Natural language region descriptions:
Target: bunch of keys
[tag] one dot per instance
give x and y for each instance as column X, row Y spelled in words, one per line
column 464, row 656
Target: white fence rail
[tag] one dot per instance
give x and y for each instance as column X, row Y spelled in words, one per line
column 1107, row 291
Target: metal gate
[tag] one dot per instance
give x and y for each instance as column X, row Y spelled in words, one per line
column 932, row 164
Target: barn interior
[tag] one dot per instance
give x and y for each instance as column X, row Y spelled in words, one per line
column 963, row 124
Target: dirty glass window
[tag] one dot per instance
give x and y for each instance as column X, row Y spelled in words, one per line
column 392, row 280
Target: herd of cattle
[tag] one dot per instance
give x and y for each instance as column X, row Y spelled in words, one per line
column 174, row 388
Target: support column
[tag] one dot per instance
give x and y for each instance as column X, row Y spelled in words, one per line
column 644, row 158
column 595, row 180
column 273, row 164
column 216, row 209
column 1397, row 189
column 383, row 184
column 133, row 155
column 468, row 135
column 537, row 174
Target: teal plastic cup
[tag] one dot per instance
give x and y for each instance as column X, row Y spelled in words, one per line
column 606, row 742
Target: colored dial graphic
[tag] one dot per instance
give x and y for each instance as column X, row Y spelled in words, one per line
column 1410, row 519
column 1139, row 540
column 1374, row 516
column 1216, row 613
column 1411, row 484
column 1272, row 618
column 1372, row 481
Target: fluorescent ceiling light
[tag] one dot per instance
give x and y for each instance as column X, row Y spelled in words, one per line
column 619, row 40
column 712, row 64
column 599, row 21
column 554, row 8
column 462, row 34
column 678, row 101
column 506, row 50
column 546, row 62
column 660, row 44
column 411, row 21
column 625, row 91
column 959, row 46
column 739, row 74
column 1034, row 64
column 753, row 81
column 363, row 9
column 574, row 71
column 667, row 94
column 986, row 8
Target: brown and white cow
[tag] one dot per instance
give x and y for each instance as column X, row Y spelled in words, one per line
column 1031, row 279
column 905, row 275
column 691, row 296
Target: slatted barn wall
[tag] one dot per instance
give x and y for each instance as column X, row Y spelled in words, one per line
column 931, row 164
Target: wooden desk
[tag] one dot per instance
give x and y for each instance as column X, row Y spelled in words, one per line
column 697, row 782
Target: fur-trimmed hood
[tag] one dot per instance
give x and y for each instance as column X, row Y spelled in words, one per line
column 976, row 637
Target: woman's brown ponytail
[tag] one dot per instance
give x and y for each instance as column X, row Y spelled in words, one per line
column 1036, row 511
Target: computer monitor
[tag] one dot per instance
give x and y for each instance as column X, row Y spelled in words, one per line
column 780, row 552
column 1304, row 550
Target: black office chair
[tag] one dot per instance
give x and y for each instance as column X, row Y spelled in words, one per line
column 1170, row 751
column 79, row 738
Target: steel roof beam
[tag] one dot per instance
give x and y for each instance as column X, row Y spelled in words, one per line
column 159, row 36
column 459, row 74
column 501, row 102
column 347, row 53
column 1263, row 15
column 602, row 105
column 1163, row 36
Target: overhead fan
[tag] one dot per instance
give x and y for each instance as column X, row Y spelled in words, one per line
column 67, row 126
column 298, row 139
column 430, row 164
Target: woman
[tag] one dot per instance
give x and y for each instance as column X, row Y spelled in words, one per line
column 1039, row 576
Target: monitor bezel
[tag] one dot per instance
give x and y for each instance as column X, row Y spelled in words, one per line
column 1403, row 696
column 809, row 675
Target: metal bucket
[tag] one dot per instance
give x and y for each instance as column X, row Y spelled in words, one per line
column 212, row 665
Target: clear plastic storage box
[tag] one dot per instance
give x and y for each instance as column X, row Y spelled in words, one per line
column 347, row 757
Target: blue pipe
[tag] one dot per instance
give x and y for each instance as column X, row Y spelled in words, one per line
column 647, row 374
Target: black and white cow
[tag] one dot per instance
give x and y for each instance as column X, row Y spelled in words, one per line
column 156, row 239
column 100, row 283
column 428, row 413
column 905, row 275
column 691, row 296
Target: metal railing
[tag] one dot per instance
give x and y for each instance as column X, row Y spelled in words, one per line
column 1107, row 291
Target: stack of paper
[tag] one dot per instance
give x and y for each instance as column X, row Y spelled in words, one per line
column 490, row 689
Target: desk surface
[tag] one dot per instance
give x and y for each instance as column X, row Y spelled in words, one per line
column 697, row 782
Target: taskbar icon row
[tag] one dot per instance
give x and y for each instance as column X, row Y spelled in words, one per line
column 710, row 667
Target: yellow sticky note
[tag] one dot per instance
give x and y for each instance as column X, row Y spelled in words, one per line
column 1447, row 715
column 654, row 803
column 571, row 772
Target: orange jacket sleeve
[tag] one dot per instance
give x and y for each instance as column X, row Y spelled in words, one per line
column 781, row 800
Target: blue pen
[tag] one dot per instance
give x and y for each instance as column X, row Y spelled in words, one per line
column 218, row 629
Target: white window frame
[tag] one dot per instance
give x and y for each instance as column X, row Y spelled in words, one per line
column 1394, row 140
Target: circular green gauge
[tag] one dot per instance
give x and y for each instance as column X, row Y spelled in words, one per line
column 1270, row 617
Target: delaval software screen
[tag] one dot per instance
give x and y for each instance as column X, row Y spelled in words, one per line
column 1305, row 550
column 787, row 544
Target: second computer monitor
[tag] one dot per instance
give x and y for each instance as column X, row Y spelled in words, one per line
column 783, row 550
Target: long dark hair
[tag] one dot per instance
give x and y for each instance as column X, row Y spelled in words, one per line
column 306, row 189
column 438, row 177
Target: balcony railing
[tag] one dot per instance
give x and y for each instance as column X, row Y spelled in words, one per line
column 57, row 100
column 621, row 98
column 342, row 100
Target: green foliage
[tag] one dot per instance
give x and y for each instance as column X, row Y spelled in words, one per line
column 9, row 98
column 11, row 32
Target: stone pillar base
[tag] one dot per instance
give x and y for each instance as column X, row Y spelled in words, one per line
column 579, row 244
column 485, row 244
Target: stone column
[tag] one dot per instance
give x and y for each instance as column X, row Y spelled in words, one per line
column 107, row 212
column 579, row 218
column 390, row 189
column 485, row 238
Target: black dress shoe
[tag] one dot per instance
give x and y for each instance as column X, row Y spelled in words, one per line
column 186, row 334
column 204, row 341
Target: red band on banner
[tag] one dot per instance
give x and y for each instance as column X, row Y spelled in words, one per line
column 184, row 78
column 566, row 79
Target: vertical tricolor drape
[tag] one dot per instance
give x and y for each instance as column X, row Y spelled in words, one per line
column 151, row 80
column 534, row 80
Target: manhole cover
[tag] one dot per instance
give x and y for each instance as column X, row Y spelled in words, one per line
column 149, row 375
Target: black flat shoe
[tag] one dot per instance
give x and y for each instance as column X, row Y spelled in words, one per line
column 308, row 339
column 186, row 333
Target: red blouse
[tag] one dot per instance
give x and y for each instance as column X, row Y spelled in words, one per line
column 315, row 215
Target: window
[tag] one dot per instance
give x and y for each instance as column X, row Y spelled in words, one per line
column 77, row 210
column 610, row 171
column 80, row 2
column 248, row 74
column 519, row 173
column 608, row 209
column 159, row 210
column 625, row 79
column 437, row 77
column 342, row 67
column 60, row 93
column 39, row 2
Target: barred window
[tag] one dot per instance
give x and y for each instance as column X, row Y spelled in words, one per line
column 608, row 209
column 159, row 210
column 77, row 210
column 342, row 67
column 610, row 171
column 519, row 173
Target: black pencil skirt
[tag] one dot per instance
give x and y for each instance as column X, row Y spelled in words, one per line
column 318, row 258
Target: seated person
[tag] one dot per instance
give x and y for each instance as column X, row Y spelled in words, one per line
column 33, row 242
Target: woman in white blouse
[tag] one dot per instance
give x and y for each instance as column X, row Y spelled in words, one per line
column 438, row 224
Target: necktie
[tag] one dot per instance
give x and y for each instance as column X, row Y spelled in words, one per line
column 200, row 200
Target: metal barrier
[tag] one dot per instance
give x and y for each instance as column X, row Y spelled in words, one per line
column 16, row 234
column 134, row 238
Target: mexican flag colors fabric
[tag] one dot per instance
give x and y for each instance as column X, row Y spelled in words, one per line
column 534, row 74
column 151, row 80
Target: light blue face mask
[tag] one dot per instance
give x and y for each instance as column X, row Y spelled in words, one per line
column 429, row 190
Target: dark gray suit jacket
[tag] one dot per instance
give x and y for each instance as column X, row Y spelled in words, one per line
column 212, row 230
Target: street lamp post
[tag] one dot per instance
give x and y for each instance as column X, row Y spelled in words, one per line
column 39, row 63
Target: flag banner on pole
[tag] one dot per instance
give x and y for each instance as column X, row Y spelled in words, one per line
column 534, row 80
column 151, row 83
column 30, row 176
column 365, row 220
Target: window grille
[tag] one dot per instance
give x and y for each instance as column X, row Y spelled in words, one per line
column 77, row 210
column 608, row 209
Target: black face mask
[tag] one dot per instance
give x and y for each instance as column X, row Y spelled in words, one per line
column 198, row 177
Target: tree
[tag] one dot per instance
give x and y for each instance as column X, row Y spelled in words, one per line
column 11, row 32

● **TASK TO CARRY OUT**: Would you report every line of the entries above containing the word "computer"?

● **YOUR SOLUTION**:
Target: computer monitor
Target: second computer monitor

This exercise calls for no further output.